• _CONSIGNE A_
Traduisez en anglais la phrase suivante, tirée de l'extrait sur le retard de transposition en France : « Or cette analyse néglige deux points importants qui relativisent considérablement la responsabilité de l'agenda parlementaire. »

• _EXTRAIT DU DOCUMENT_
····················

III. LES CAUSES DU DÉFICIT DE TRANSPOSITION EN FRANCE

Lorsque l'on relit les débats qui se sont déroulés au Sénat et à l'Assemblée nationale lors de l'examen du projet de loi d'habilitation, on constate que les développements qui ont été consacrés au retard français en matière de transposition se sont concentrés sur la phase parlementaire du processus. Dans l'esprit du Gouvernement notamment, il semblerait que le problème résidât essentiellement dans l'encombrement chronique et irrémédiable de l'ordre du jour des assemblées.

Or cette analyse néglige deux points importants qui relativisent considérablement la responsabilité de l'agenda parlementaire. D'une part, le fait que le problème n'est que rarement d'ordre parlementaire et qu'il est essentiellement d'ordre administratif. D'autre part, le constat que, lorsqu'il est parlementaire, il révèle plutôt un embarras politique du Gouvernement que les effets de la surcharge des assemblées.

····················

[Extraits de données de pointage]
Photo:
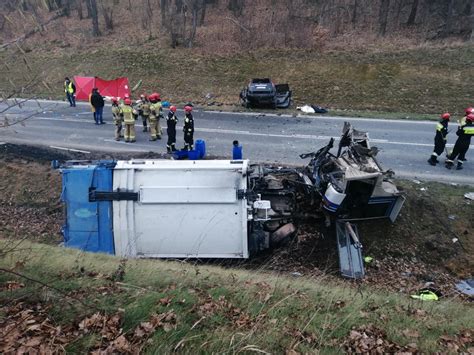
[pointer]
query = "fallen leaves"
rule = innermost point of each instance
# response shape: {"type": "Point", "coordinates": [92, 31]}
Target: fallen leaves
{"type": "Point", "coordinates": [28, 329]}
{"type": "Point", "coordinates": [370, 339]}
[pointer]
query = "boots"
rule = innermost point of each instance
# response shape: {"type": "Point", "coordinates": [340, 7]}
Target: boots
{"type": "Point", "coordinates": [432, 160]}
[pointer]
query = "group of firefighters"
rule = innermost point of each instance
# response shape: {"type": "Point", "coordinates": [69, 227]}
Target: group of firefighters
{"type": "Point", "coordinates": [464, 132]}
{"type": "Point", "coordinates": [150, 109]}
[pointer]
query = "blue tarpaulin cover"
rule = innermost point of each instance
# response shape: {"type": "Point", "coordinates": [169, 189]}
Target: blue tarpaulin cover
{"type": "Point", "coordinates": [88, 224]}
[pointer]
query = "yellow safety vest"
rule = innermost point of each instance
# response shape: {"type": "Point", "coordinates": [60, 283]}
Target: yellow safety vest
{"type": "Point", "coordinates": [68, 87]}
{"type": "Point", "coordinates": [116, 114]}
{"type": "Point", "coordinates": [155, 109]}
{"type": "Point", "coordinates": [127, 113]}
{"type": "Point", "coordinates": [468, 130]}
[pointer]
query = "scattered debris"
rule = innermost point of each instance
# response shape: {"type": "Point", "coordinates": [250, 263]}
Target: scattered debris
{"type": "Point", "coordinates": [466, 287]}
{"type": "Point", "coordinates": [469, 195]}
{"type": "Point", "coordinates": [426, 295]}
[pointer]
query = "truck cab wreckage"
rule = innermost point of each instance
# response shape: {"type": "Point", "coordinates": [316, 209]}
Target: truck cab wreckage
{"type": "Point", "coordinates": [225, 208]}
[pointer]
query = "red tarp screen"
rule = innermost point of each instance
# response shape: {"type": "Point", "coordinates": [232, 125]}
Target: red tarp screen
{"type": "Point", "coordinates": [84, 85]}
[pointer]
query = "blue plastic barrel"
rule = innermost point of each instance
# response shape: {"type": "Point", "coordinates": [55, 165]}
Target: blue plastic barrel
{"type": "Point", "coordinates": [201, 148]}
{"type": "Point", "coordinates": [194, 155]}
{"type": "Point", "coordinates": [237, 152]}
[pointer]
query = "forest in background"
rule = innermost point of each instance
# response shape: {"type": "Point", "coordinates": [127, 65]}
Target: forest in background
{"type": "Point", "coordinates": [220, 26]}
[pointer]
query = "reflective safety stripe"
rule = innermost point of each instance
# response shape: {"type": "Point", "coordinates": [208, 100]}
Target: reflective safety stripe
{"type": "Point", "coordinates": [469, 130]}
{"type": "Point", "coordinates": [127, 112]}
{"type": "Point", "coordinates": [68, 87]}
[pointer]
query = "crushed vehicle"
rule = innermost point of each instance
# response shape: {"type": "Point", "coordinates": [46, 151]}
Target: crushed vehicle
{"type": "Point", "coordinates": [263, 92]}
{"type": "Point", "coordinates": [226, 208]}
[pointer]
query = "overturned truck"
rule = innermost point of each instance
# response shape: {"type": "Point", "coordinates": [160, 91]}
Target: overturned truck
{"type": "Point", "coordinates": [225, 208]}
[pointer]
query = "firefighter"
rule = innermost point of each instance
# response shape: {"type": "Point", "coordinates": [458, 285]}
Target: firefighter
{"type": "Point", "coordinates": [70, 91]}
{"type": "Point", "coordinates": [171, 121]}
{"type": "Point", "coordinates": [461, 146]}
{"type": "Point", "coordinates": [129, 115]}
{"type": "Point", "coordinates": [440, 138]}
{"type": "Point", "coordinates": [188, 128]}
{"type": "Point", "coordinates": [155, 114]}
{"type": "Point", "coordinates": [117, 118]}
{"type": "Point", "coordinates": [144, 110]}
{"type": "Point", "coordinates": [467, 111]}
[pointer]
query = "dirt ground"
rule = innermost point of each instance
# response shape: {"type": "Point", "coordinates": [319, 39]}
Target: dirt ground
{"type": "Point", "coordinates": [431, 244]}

····················

• _CONSIGNE B_
Comptez les lignes du listing qui contiennent la chaîne « wreckage », en respectant la casse. Indiquez uniquement ce nombre.

• _RÉPONSE ATTENDUE A_
Yet this analysis overlooks two important points that considerably lessen the responsibility of the parliamentary agenda.

• _RÉPONSE ATTENDUE B_
2